*INPUT*
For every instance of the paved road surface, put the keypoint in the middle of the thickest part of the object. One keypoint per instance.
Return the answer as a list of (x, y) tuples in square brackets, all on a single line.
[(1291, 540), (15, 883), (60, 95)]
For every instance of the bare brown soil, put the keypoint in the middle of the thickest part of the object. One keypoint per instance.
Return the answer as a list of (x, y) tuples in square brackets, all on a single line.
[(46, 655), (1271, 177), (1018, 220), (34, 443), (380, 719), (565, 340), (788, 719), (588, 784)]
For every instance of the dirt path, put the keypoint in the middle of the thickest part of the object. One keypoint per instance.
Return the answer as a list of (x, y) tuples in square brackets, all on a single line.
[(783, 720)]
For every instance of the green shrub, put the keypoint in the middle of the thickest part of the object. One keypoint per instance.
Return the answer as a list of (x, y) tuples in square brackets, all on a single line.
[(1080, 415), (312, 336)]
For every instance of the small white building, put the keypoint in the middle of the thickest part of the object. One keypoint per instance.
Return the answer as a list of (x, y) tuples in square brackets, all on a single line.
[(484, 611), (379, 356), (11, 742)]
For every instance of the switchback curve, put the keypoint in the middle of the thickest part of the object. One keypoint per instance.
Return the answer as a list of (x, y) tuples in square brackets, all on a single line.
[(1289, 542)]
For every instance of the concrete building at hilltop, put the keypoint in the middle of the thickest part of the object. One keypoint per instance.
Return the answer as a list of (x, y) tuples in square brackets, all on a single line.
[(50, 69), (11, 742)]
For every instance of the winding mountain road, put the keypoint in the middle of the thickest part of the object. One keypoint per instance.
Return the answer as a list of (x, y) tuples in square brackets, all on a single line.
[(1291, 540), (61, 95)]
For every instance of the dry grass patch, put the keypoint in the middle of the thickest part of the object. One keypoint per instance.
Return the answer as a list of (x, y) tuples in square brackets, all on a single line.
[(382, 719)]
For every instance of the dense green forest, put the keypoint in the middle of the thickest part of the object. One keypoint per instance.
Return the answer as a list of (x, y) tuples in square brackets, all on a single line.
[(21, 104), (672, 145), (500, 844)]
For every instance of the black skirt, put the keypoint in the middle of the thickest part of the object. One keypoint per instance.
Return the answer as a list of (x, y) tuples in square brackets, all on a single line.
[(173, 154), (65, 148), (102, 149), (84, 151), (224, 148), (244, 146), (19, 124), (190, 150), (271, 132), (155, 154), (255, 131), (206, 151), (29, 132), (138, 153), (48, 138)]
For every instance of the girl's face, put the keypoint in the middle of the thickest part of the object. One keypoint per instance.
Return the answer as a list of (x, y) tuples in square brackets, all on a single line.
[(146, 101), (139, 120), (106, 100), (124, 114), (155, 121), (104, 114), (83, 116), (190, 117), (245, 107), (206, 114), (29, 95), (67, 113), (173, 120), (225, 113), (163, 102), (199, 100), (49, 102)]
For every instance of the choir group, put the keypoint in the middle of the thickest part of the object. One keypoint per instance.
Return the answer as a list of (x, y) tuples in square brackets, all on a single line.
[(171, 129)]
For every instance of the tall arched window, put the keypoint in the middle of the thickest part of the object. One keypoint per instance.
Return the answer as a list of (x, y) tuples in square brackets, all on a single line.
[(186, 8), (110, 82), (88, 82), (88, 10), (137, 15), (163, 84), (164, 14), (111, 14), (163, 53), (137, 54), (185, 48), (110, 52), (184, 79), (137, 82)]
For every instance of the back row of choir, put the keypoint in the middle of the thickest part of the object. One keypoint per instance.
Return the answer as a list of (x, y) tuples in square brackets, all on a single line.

*WHAT IS EXPECTED*
Copy out word for word the part of the records that opens with the line containing "For every instance of the choir" and runs through the end of the records, including both of those ends.

*RESPONSE*
For every instance of the choir group, put the keypoint in the middle of the thickest part of the object. One keypoint per instance.
Return the answer as a list of (x, y) tuples in square brackets, all on a single line.
[(171, 129)]
For every instance of the tall arched window, put the keypoint in the middle of the thickest part of the object. One keypoint per instance.
Return the answer as a list of (x, y) tuples in square brackets, all on a single line.
[(186, 8), (110, 82), (88, 82), (88, 10), (137, 15), (163, 84), (164, 14), (111, 14), (163, 53), (137, 54), (185, 48), (110, 52), (184, 79), (137, 82)]
For every instance of the back row of choir, put the keypoint in the middle of the thickest part of the object. One keypoint per instance.
Return the answer as a list of (x, y) tuples in square brackets, all on a single line.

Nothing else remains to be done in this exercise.